Given instruction:
Copy the listing below line for line, keeping every character unchanged.

Available data:
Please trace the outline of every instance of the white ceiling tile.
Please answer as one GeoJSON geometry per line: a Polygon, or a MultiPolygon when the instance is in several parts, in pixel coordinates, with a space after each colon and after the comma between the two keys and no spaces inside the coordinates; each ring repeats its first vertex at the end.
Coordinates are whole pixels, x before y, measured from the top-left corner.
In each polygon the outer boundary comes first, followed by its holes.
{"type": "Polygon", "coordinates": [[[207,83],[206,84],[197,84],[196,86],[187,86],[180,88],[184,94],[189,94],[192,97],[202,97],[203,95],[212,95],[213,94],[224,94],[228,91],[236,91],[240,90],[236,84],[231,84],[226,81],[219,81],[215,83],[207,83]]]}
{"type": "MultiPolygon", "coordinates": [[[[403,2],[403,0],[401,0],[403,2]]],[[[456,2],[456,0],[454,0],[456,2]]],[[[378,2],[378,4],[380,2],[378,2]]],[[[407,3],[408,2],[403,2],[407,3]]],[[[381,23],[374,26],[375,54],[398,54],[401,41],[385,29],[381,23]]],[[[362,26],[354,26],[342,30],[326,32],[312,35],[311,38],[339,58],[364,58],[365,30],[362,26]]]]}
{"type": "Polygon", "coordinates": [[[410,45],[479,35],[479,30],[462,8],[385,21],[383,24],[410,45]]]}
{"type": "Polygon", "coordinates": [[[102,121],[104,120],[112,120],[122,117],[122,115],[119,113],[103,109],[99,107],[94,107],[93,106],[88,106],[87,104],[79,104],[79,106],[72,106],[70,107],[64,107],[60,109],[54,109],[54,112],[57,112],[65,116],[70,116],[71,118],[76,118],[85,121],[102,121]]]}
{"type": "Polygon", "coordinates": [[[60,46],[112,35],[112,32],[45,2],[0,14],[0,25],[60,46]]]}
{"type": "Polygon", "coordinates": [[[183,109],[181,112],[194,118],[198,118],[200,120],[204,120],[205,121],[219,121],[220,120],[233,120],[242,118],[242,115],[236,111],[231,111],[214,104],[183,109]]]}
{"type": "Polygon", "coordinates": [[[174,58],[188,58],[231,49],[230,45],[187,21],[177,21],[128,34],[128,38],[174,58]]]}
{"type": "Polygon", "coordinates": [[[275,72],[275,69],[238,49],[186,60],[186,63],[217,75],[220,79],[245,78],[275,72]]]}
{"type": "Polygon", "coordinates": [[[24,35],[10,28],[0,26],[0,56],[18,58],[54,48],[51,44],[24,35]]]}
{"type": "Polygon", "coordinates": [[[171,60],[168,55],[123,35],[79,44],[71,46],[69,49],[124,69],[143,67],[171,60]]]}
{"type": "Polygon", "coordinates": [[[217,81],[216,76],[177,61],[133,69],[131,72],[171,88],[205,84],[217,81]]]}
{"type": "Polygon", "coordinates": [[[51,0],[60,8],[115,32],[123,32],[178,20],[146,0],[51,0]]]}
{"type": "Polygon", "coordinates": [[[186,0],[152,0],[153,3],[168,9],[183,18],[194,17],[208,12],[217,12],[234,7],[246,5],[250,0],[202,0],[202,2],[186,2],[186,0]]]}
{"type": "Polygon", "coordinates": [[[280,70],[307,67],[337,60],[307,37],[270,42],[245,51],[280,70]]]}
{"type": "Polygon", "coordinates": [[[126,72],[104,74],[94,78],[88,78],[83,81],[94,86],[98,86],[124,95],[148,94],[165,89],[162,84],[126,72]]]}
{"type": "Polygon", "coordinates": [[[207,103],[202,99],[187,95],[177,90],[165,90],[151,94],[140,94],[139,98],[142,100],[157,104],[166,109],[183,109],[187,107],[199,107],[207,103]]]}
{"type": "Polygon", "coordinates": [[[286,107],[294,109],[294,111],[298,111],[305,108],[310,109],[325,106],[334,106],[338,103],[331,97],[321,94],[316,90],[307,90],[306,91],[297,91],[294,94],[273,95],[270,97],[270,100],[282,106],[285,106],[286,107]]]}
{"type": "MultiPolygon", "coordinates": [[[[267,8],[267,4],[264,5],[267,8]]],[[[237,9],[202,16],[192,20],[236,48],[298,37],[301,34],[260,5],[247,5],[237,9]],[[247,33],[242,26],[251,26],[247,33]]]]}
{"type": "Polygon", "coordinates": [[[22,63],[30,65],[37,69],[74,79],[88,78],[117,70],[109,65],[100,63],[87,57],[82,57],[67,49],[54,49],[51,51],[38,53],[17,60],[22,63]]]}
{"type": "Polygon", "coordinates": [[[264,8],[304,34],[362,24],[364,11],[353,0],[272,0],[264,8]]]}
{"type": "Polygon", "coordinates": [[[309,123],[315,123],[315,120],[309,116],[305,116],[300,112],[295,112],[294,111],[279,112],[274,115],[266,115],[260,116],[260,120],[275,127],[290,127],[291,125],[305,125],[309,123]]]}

Answer:
Please trace the outline of every instance of the white ceiling tile.
Please answer as one GeoJSON geometry per line: a Polygon, or a MultiPolygon when the instance is in several parts, in pixel coordinates, with a space after each colon and after the comma between the two keys and no spaces inside the coordinates; each ring repeats its first vertex at the end.
Coordinates are whole pixels, x before y, measured from the top-left corner.
In each polygon the outer boundary comes first, followed by its holes.
{"type": "Polygon", "coordinates": [[[207,83],[206,84],[197,84],[196,86],[187,86],[180,88],[184,94],[189,94],[192,97],[202,97],[203,95],[212,95],[213,94],[224,94],[228,91],[236,91],[240,90],[236,84],[231,84],[226,81],[219,81],[215,83],[207,83]]]}
{"type": "MultiPolygon", "coordinates": [[[[403,2],[403,0],[401,0],[403,2]]],[[[456,2],[456,0],[454,0],[456,2]]],[[[378,2],[378,4],[380,2],[378,2]]],[[[407,3],[408,2],[403,2],[407,3]]],[[[381,23],[374,26],[375,54],[398,54],[401,41],[385,29],[381,23]]],[[[362,26],[354,26],[342,30],[326,32],[312,35],[311,38],[339,58],[364,58],[365,30],[362,26]]]]}
{"type": "Polygon", "coordinates": [[[410,45],[479,35],[479,30],[462,8],[385,21],[383,24],[410,45]]]}
{"type": "Polygon", "coordinates": [[[102,121],[104,120],[112,120],[122,117],[122,115],[119,113],[103,109],[99,107],[94,107],[93,106],[88,106],[87,104],[79,104],[79,106],[72,106],[70,107],[64,107],[60,109],[54,109],[54,112],[57,112],[65,116],[70,116],[71,118],[76,118],[85,121],[102,121]]]}
{"type": "Polygon", "coordinates": [[[60,46],[112,35],[112,32],[45,2],[0,14],[0,25],[60,46]]]}
{"type": "Polygon", "coordinates": [[[183,109],[181,112],[194,118],[198,118],[200,120],[204,120],[205,121],[219,121],[220,120],[233,120],[242,118],[242,115],[236,111],[231,111],[214,104],[183,109]]]}
{"type": "Polygon", "coordinates": [[[174,58],[188,58],[231,49],[230,45],[187,21],[177,21],[128,34],[128,38],[174,58]]]}
{"type": "Polygon", "coordinates": [[[275,72],[275,69],[238,49],[186,60],[186,63],[217,75],[220,79],[245,78],[275,72]]]}
{"type": "Polygon", "coordinates": [[[24,35],[10,28],[0,26],[0,56],[18,58],[54,48],[51,44],[24,35]]]}
{"type": "Polygon", "coordinates": [[[171,60],[168,55],[123,35],[79,44],[71,46],[69,49],[124,69],[143,67],[171,60]]]}
{"type": "Polygon", "coordinates": [[[217,81],[216,76],[177,61],[133,69],[131,72],[171,88],[205,84],[217,81]]]}
{"type": "Polygon", "coordinates": [[[51,0],[60,8],[115,32],[123,32],[178,20],[146,0],[51,0]]]}
{"type": "Polygon", "coordinates": [[[186,0],[152,0],[153,3],[168,9],[183,18],[194,17],[208,12],[217,12],[234,7],[246,5],[250,0],[202,0],[202,2],[186,2],[186,0]]]}
{"type": "Polygon", "coordinates": [[[280,70],[307,67],[337,60],[307,37],[270,42],[245,51],[280,70]]]}
{"type": "Polygon", "coordinates": [[[126,72],[104,74],[94,78],[88,78],[83,81],[94,86],[98,86],[124,95],[148,94],[165,89],[162,84],[126,72]]]}
{"type": "Polygon", "coordinates": [[[207,103],[202,99],[187,95],[177,90],[165,90],[151,94],[140,94],[139,98],[142,100],[157,104],[166,109],[183,109],[187,107],[199,107],[207,103]]]}
{"type": "Polygon", "coordinates": [[[286,107],[294,109],[294,111],[298,111],[305,108],[310,109],[325,106],[334,106],[338,103],[331,97],[321,94],[316,90],[307,90],[306,91],[297,91],[294,94],[273,95],[270,97],[270,100],[282,106],[285,106],[286,107]]]}
{"type": "MultiPolygon", "coordinates": [[[[267,8],[267,4],[264,5],[267,8]]],[[[237,9],[202,16],[192,20],[236,48],[298,37],[301,34],[260,5],[247,5],[237,9]],[[247,33],[242,26],[251,26],[247,33]]]]}
{"type": "Polygon", "coordinates": [[[22,63],[30,65],[37,69],[74,79],[88,78],[117,70],[109,65],[100,63],[87,57],[82,57],[67,49],[54,49],[51,51],[38,53],[17,60],[22,63]]]}
{"type": "Polygon", "coordinates": [[[264,8],[304,34],[362,24],[364,11],[353,0],[272,0],[264,8]]]}
{"type": "Polygon", "coordinates": [[[309,123],[315,123],[315,120],[309,116],[305,116],[300,112],[295,112],[294,111],[279,112],[274,115],[266,115],[260,116],[260,120],[275,127],[290,127],[291,125],[305,125],[309,123]]]}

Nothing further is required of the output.